## begin Record set

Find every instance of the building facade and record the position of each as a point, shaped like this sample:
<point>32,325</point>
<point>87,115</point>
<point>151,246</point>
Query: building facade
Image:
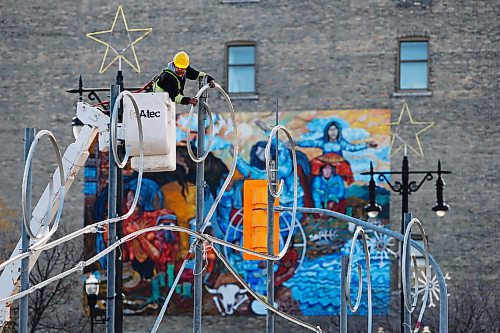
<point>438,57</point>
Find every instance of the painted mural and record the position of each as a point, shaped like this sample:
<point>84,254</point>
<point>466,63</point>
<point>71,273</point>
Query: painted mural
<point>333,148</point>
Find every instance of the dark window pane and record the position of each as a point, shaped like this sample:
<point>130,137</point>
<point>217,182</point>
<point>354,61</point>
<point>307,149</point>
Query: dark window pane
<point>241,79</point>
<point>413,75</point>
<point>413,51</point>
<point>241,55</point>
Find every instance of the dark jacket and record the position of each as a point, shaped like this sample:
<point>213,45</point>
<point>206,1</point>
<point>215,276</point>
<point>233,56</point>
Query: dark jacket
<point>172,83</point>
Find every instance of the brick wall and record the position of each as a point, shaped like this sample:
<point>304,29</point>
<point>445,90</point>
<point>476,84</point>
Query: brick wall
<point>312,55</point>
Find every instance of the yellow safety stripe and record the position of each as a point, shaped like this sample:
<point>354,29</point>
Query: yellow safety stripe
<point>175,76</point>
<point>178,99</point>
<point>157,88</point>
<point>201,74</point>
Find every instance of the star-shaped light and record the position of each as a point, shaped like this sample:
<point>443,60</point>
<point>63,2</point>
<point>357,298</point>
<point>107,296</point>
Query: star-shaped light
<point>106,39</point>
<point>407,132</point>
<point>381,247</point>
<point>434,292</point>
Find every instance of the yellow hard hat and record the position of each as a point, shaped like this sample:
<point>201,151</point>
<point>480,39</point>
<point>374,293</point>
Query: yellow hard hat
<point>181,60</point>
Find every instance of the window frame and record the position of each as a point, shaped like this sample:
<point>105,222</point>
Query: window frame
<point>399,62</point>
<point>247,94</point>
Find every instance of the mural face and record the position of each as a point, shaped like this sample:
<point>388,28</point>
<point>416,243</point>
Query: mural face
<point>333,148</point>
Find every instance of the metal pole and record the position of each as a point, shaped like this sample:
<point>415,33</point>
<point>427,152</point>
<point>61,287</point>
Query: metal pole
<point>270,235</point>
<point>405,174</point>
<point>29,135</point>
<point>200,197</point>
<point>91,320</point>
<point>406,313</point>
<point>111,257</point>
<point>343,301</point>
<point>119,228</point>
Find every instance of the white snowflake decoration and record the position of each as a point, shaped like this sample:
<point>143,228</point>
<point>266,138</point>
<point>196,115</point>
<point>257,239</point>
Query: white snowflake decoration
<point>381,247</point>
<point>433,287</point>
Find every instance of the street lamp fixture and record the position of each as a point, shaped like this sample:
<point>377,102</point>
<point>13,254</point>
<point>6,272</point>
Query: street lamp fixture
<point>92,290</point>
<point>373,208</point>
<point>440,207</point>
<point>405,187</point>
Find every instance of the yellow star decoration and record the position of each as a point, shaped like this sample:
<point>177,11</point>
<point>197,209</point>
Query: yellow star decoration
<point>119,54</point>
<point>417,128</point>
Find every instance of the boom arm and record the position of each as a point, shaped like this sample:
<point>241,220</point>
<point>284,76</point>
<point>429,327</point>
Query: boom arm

## end Record set
## begin Record set

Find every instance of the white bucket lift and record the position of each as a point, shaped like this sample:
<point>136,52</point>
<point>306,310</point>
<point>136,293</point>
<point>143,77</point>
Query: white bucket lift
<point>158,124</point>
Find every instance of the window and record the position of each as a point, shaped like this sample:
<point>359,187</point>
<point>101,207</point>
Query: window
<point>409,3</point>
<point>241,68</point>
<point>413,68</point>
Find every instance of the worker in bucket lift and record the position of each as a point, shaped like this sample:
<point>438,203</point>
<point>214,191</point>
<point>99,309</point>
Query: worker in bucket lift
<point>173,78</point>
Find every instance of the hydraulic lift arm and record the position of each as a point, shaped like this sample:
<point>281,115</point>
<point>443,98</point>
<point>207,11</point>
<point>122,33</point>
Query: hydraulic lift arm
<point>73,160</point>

## end Record set
## begin Record set

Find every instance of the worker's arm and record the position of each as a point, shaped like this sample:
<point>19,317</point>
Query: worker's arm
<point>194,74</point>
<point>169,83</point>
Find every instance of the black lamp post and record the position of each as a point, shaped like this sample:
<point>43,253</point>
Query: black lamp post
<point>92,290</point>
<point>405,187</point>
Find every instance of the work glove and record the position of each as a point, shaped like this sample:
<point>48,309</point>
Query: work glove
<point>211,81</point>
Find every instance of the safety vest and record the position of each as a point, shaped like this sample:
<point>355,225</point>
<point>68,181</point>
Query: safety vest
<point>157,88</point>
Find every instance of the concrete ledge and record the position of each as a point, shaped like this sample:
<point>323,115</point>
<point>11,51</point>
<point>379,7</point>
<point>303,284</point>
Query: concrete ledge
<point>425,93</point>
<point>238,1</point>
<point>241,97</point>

## end Record set

### Task requirements
Which lines in the entries above contain the word "boom", with uppercase and lowercase treated as different? Show each of them.

### Exercise output
Find every instance of the boom arm and record the position of each as a point, shaped like this sample:
Query: boom arm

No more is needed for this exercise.